■ Instruction ■
Write out every line of the records below as a numbered list, leaving out blank lines.

■ Supplied records ■
::::

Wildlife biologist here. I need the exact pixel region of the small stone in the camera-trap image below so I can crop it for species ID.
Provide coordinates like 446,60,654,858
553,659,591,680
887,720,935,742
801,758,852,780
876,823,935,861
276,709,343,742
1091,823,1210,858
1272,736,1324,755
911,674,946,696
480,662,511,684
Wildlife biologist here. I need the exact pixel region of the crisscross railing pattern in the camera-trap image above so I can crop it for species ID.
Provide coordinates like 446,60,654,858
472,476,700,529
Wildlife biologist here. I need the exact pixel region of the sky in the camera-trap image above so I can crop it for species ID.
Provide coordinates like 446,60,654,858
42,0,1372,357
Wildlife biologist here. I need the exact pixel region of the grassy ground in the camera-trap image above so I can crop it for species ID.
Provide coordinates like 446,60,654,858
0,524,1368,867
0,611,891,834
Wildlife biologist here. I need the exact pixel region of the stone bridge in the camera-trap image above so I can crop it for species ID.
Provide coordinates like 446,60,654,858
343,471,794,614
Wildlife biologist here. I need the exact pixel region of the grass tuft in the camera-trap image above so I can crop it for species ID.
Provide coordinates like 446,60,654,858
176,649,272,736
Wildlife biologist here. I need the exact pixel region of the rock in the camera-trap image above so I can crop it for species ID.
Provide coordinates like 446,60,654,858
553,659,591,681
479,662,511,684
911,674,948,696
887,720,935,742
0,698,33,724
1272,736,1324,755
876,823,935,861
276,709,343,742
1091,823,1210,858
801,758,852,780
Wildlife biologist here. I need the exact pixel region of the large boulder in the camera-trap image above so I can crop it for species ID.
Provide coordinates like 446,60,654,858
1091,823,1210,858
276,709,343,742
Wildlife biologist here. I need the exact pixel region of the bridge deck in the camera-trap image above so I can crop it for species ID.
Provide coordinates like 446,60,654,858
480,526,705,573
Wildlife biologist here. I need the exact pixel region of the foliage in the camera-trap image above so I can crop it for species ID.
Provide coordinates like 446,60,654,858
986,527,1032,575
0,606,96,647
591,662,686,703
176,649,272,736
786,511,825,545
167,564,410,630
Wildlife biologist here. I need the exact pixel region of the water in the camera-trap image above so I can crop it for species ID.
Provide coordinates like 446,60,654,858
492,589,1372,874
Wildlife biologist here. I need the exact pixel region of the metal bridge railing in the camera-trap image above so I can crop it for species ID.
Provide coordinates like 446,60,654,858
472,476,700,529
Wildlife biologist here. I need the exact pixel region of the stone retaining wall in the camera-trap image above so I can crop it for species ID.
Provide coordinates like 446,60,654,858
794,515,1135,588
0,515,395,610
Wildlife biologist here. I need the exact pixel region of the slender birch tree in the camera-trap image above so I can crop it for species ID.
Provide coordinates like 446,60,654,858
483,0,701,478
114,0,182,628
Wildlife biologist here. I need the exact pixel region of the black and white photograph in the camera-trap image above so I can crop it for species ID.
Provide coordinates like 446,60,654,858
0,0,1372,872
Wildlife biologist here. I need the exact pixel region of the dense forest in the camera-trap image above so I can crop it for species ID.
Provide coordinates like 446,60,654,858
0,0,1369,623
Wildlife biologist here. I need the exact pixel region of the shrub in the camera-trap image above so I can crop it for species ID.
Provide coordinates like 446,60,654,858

::::

■ Worked answer ■
1. Wildlife biologist here. I need the exact pixel region of the small stone in the camera-trap image below so I can crop it for species ID.
2. Provide coordinates like 446,60,654,858
3. 553,659,591,680
4. 887,720,935,742
5. 801,758,852,780
6. 876,823,935,861
7. 276,709,343,742
8. 1091,823,1210,858
9. 1272,736,1324,755
10. 911,674,946,696
11. 480,662,511,684
12. Wildlife biologist here. I need the exact pixel region of the crisscross railing pattern in the camera-trap image above so I can crop it for species ID.
13. Provide coordinates like 446,60,654,858
14. 472,476,700,529
15. Wildlife biologist here. I need the exact pixel region of the sky in the camera-trap image above so I can crop it for species ID.
16. Provide coordinates like 446,60,654,858
17. 42,0,1372,357
18. Wildlife biologist here. I need the exact pixel region of the grassy ground in the camera-trap image above so I can crop it for species ID.
19. Provide coordinates like 446,60,654,858
20. 0,524,1368,867
21. 0,611,891,834
22. Wildlife biologist here. I need the exact pixel region of the stone bridge in the camera-trap image above so I can crop it for species ID.
23. Provide coordinates like 446,60,654,858
24. 343,471,794,614
25. Wildlife biologist here. I need the exact pixel region of the grass tuft in the camera-trap image above so I can crop it for species ID.
26. Provide coordinates like 446,60,654,858
27. 176,649,272,736
28. Wildlife biologist here. I need the exact pixel region of the rock in the camera-trap image above so I can crop it for species ID.
29. Provide coordinates like 446,60,654,858
30. 553,659,591,681
31. 479,662,511,684
32. 911,674,948,696
33. 887,720,935,742
34. 0,698,33,724
35. 1272,736,1324,755
36. 876,823,935,861
37. 276,709,343,742
38. 1091,823,1210,858
39. 801,758,852,780
40. Wildlife biologist here. I need the exact pixel region of the large boulder in the camera-trap image above so I can crop it for species ID.
41. Provide coordinates like 446,60,654,858
42. 1091,823,1210,858
43. 276,709,343,742
44. Wildlife biologist here. I need the exact pixel region of the bridge deck in the camera-trap image above so I can crop it for species ID.
45. Provide coordinates like 446,60,654,858
46. 480,526,705,573
47. Wildlife biologist here. I need the exact pixel region of the foliage in the camera-trap image above so I can crop it for species ID.
48. Provide coordinates like 446,60,654,858
49. 986,527,1032,575
50. 0,606,96,647
51. 591,662,686,703
52. 176,649,272,736
53. 786,511,825,545
54. 167,564,410,630
55. Wildlife biologist here. I need the exact pixel region of the water in the camera-trap image above so I can crop it for species ID.
56. Provide coordinates like 446,60,654,858
57. 492,589,1372,874
58. Wildlife biologist here. I need the exact pixel region of the metal bridge railing in the camera-trap image above so I can crop it for species ID.
59. Provide coordinates like 446,60,654,858
60. 472,476,700,529
61. Wildlife biologist here. I need the exact pixel region of the stone retaining wall in the camera-trap image above so I can crop it for species ID.
62. Provide coordinates like 446,60,654,858
63. 794,515,1135,588
64. 0,515,395,610
65. Wildlife biologist here. I need the exact pixel region of the slender birch tree in the camera-trap image above so I can crop it for species ID.
66. Provide coordinates like 446,60,654,858
67. 483,0,701,478
68. 114,0,182,628
69. Wildlife biologist here. I need the exact pixel region of the black and white photograph in the camera-trap image above so I can crop it for species ID.
70. Provide coordinates like 446,60,654,858
71. 0,0,1372,872
72. Wildlife biologist here. I need the exact pixel region of the dense forest in the camera-trap image above so I can crop it for species ID.
73. Provide coordinates like 446,60,654,858
74. 0,0,1369,623
75. Wildlife biologist here. I need the exact pixel region of the shrub in the camera-trap image above so I can crop it for species ID.
76. Provide coordinates like 446,60,654,858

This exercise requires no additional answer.